Reproduce every one of the records below line for line, leaving out the pictures.

** BEGIN **

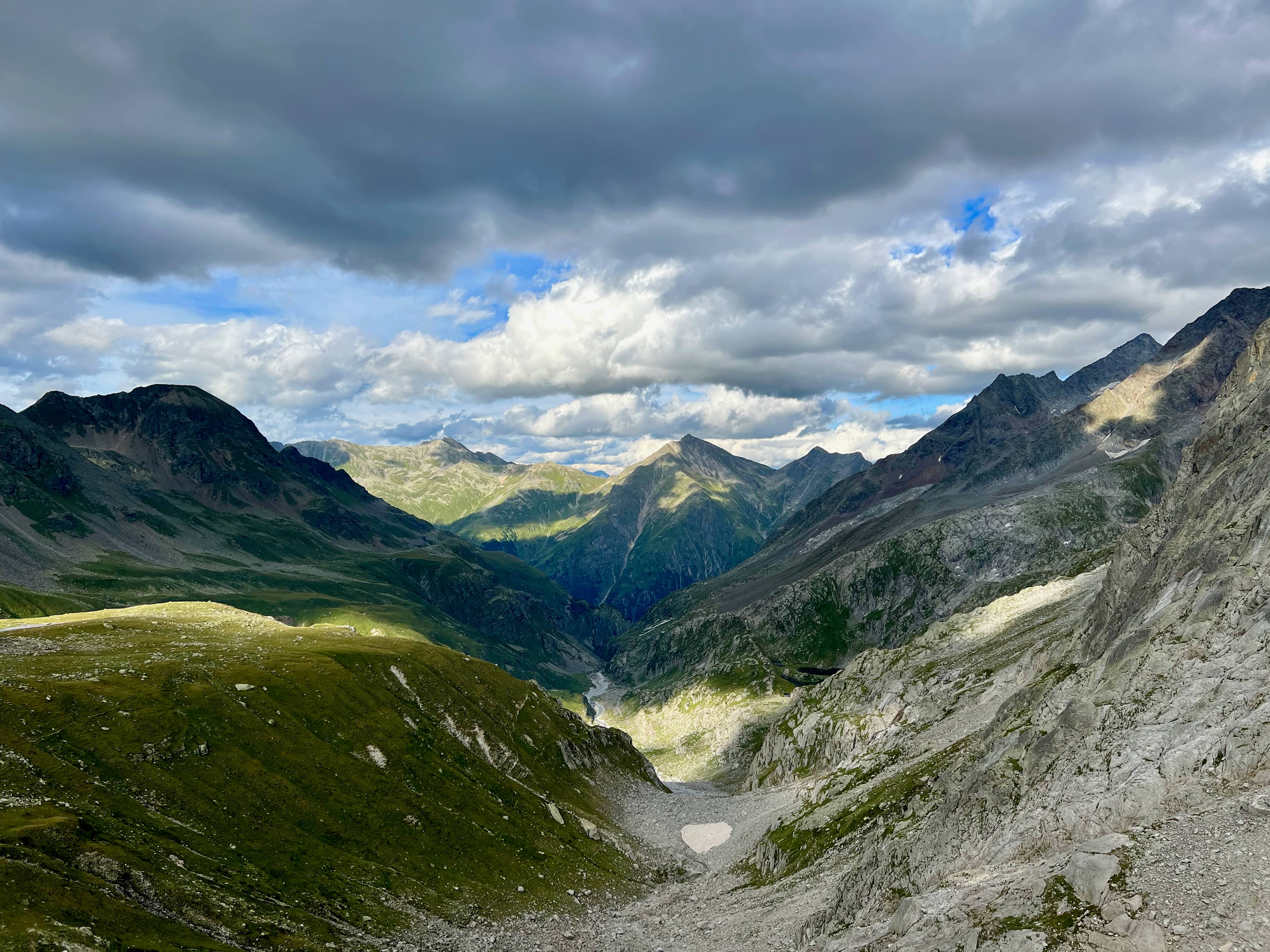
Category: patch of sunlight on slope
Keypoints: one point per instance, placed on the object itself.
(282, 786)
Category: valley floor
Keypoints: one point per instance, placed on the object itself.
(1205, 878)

** END **

** Response to this exercise **
Category: patch of sunlight on slope
Keypoints: one point per instance, placed on the object itself.
(282, 786)
Category: valley floor
Keypoints: one point per instance, placed on the object itself.
(1205, 878)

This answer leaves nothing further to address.